(Task material Opens)
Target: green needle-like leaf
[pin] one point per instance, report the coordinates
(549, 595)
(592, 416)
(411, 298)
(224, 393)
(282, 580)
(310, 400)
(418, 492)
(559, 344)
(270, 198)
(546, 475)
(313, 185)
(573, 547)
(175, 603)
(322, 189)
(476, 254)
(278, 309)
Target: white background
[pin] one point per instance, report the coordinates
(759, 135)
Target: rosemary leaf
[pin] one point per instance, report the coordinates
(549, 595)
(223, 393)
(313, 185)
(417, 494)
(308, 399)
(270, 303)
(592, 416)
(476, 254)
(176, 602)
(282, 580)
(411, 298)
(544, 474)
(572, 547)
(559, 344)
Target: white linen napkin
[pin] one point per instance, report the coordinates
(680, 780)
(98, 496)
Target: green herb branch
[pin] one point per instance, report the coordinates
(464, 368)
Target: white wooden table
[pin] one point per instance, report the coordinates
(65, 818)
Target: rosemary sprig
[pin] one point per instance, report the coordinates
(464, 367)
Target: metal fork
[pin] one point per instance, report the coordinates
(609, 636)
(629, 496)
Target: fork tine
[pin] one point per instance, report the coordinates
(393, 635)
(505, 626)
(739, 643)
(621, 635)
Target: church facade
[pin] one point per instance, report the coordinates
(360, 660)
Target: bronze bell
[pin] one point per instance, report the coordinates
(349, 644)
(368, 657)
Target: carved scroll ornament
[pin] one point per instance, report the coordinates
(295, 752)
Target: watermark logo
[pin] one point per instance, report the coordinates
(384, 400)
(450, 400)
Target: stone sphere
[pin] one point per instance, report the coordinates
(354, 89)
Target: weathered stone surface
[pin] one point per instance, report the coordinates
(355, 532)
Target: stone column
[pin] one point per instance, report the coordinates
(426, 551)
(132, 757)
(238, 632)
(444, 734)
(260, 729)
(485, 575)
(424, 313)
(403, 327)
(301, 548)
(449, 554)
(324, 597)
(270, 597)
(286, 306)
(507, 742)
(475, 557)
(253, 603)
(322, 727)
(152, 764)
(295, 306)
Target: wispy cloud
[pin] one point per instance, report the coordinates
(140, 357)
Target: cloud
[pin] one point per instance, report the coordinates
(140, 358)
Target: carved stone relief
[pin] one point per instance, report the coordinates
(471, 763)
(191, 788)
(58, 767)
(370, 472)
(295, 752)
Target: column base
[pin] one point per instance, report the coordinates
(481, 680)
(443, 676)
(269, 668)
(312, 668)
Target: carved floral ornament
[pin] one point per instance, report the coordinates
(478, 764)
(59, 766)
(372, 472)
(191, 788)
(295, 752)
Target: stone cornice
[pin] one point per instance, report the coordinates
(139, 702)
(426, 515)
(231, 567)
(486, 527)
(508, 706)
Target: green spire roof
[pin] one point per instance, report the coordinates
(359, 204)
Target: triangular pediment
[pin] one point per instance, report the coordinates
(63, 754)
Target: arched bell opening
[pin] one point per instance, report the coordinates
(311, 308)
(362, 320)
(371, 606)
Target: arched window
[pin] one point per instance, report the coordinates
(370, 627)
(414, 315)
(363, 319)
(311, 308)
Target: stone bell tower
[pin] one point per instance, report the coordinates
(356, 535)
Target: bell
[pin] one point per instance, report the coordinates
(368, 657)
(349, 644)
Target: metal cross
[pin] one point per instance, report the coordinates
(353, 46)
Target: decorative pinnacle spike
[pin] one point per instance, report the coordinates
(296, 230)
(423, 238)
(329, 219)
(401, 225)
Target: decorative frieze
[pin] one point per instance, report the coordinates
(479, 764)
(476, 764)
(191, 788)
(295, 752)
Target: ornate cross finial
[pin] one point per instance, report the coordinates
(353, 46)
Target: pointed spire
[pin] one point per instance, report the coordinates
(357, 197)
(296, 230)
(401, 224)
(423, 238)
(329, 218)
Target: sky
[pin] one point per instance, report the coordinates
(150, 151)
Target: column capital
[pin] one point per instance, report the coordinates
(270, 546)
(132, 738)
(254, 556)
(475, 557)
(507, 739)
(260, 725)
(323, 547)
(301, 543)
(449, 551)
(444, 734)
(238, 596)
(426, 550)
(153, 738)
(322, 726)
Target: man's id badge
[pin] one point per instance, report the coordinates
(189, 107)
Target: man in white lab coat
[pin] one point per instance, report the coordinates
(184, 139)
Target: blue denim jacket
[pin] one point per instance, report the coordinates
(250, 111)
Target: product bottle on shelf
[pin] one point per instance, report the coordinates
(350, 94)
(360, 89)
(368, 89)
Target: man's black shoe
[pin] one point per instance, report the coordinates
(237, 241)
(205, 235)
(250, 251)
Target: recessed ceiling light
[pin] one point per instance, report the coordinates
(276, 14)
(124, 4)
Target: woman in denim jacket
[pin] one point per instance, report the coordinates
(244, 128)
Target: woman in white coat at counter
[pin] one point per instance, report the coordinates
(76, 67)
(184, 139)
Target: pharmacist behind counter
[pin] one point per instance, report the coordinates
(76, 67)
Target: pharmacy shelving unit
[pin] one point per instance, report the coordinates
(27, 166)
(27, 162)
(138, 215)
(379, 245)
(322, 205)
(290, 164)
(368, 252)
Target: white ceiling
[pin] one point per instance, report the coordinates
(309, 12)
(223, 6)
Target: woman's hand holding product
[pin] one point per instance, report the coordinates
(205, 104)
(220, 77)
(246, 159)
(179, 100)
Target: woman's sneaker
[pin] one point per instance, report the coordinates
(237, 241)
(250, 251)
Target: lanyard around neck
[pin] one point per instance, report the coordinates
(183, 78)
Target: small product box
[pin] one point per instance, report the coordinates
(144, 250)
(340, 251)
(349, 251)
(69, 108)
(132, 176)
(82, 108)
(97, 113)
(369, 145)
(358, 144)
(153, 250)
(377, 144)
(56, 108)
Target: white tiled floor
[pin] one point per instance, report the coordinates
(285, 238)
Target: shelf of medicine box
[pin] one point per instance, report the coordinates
(Task material Closes)
> **What to do**
Of the lines in the data, report each one containing the string "woman".

> **Task output**
Target: woman in denim jacket
Target: woman in white coat at counter
Target: woman's hand holding product
Target: woman's sneaker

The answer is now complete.